__WORK INSTRUCTION__: In the records below, begin at the line that has "Query: paved asphalt path" and stop after the line that has "Query: running shoe"; quote those lines verbatim and nothing more.

__INPUT__:

::::::

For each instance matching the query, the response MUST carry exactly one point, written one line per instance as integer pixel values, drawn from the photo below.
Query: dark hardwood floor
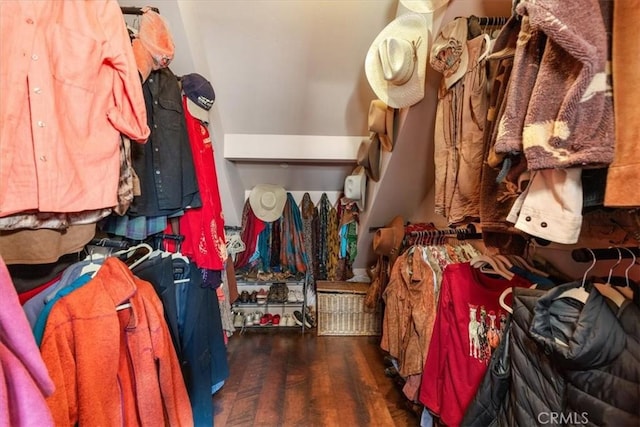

::::::

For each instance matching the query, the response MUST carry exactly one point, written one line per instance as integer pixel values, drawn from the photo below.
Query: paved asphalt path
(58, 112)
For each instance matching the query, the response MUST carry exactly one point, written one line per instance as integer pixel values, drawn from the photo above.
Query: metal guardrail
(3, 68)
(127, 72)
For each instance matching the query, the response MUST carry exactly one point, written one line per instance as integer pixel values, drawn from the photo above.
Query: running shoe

::::::

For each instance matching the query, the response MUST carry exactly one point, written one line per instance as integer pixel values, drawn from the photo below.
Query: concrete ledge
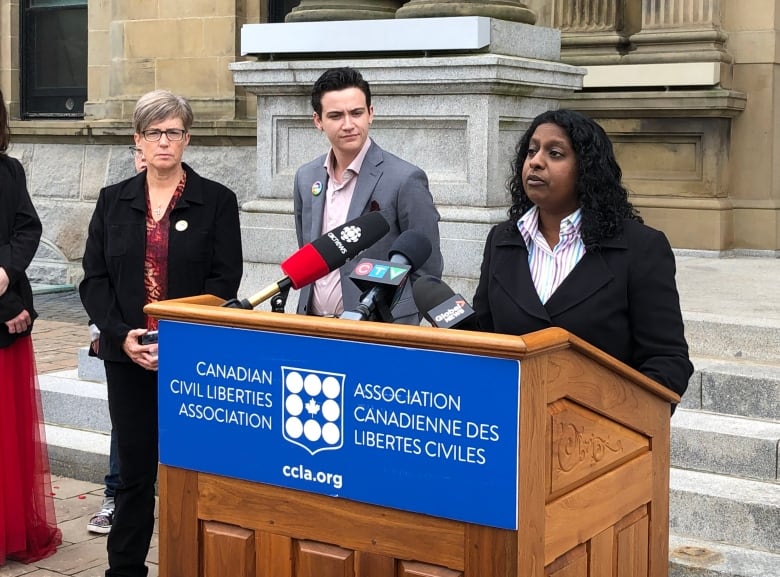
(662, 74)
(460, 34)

::::::

__RESPONSE TO THIS TASK__:
Query: paved asphalt path
(58, 112)
For each instance matching the query, the response MUST carry exactly one point, written one line per instance as integer pixel values, drawn from the photo above.
Query: metal guardrail
(3, 68)
(127, 72)
For each instance matching the query, the response MUST carry exactly one point, written one line per instance as integer pixel values, drawn from the photo above.
Query: running shoe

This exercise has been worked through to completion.